__What to do__.
Decide whether each statement below agrees with the post "I blame Costco," answering yes or no and quoting the words from the post that settle it. 1. When the writer returned to Costco, only three tires could be found. 2. The writer called five tire dealerships in the area. 3. The writer's children are six and two years old.

__Extract__.

● ● ● ● ● ● ●

I blame Costco

To Peanut: I’m glad you got a sleepover with grandma and with it the alone time you crave. You really did not have to spend 24 hours back in three-year-old tantrum land to prove to me that re-entry is so hard. I get it; I’m supportive and understanding. Knock it off.

To Costco: when you say, “Come in; we have nine tires to replace the one you just blew and the three that will soon,” and I come in, then go home for my checkbook because you have a sweetheart deal with KILLING ME  that card I only use in emergencies, and *then* when I come back you tell me you can only find three tires? You lose a customer for life.

To tire dealerships within a 20 mile radius: Seriously? I have the most popular car in the area. Surely you knew you’d need four of this size soon. A pox on your auto-service establishments. All seven of them I called.

To my children: I could kiss you on the faces for being patient at the tire store and the other tire store and the mechanic and the knee doctor and the grocery store. Considering the fact that you’re six and two, you were rockstars*. You’re the only group in the whole lot that gets a customer for life.

● ● ● ● ● ● ●

__Extracted material__.
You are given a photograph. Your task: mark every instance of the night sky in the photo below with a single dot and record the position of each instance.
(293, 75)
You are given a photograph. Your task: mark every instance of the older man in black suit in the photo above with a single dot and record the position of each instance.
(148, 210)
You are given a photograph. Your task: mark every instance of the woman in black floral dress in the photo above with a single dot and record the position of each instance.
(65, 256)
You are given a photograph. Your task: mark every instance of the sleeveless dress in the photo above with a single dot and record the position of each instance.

● ● ● ● ● ● ●

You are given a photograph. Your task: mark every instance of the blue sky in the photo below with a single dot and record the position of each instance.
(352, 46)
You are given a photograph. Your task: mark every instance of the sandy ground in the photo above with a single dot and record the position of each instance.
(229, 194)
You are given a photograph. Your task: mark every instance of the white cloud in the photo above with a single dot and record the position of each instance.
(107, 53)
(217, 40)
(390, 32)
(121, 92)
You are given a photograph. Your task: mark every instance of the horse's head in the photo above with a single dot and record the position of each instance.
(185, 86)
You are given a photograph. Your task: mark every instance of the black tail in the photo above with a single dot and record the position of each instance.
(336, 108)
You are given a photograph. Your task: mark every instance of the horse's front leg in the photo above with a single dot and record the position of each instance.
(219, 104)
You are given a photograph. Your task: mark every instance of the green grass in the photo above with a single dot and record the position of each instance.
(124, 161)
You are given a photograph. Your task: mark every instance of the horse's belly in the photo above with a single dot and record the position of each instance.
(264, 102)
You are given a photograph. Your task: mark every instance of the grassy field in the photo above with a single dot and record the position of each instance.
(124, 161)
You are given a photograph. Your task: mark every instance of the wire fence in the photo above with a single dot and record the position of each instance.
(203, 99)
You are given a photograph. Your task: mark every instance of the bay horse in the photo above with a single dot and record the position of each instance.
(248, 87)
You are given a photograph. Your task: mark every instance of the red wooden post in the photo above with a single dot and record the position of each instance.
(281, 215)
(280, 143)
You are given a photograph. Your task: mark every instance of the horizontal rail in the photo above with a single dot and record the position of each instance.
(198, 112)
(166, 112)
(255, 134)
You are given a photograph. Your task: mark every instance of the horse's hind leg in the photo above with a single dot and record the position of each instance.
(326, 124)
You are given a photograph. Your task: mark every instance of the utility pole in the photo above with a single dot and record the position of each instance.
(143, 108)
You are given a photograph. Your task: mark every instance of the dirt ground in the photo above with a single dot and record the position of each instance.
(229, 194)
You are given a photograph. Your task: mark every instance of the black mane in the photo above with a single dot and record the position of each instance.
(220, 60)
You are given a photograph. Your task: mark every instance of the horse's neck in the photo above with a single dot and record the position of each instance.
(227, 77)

● ● ● ● ● ● ●

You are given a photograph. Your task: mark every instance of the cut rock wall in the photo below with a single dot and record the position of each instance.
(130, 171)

● ● ● ● ● ● ●

__Answer box__.
1. Yes: "when I come back you tell me you can only find three tires"
2. No: "All seven of them I called."
3. Yes: "Considering the fact that you’re six and two"